Here’s how I am addressing the above.
Readers of my blog know from a previous post that our backyard lawn is not healthy because of a poorly designed subsurface irrigation system. Because our kids are grown (one graduating from college, one a college sophomore, one starting college Fall 2024), we are in a long transformation of the backyard. We freecycled the swingset and the sand in the sandbox (I cried). Last summer, we installed two rain gardens, using water from downspouts to water them, and killing patches of lawn. We will go further this summer, killing a patch in the back side yard (west) and a patch adjacent to the patio.
Our preferred killing method is the lasagna method (a). We put down a layer of cardboard (some of this is big pizza boxes from my Sharewaste.com contributors, thank you!) and cover with several inches of mulch. We have two sources for the mulch. The first is another great freecycle find: I have hooked up with a guy with a stump grinding business, and he drops a couple yards of seriously the best mulch every month or so. The second is the city mulch pile. Arborist mulch (like these sources) is the absolute best stuff–it’s free, it has low embodied carbon (local, reuse, nothing killed to produce it, low shipping emissions, etc), it has a mix of particle sizes, it includes ground up bark and branches, and it breaks down to a make a great soil amendment. In addition, a friend who has used sheet plastic to solarize parts of her yard has offered me the use of her plastic (both clear and black). I will use this in the sunny areas of the yard and compare the two types of plastic and the lasagna method.

■ ■ ■ ■ ■ ■ ■

WRITTEN INSTRUCTION 1 ▸
Count the lines in the records below that contain the word "sweet", with case counting. Reply with only the number.

INFORMATION GIVEN ▸
■ ■ ■ ■ ■ ■ ■

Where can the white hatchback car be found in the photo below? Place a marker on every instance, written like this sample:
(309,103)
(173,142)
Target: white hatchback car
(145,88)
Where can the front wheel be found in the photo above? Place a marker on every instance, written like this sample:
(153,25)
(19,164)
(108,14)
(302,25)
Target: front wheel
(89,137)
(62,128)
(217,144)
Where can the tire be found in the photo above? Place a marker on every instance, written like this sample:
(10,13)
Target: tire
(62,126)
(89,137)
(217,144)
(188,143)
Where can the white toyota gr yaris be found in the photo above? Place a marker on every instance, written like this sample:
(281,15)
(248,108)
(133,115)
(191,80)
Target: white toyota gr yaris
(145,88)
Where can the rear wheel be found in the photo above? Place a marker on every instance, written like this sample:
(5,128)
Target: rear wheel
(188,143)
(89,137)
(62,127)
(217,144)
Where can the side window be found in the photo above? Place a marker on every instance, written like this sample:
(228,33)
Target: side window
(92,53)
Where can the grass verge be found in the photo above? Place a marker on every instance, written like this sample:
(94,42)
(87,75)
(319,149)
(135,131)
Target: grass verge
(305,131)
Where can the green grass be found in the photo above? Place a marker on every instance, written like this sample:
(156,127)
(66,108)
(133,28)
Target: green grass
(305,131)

■ ■ ■ ■ ■ ■ ■

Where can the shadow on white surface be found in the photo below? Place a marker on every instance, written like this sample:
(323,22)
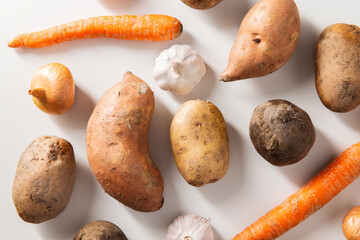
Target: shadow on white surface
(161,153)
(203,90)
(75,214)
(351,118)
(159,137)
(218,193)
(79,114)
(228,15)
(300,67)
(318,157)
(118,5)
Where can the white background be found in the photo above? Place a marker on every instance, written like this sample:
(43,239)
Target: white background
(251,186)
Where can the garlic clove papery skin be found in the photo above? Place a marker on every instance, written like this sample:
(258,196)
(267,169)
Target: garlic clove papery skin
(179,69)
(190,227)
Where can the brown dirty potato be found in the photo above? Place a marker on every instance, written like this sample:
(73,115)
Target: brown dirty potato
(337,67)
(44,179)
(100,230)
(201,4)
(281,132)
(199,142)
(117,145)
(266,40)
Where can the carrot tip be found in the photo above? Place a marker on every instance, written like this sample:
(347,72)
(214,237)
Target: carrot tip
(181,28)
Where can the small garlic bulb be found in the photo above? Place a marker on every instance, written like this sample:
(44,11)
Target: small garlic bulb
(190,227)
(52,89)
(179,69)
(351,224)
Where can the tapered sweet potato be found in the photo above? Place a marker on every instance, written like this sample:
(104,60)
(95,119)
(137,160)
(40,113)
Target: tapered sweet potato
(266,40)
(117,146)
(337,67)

■ ■ ■ ■ ■ ■ ■

WRITTEN INSTRUCTION 2 ▸
In the text about the backyard lawn, what are the two sources of mulch?

ANSWER 1 ▸
2

ANSWER 2 ▸
A guy with a stump grinding business who drops off mulch, and the city mulch pile.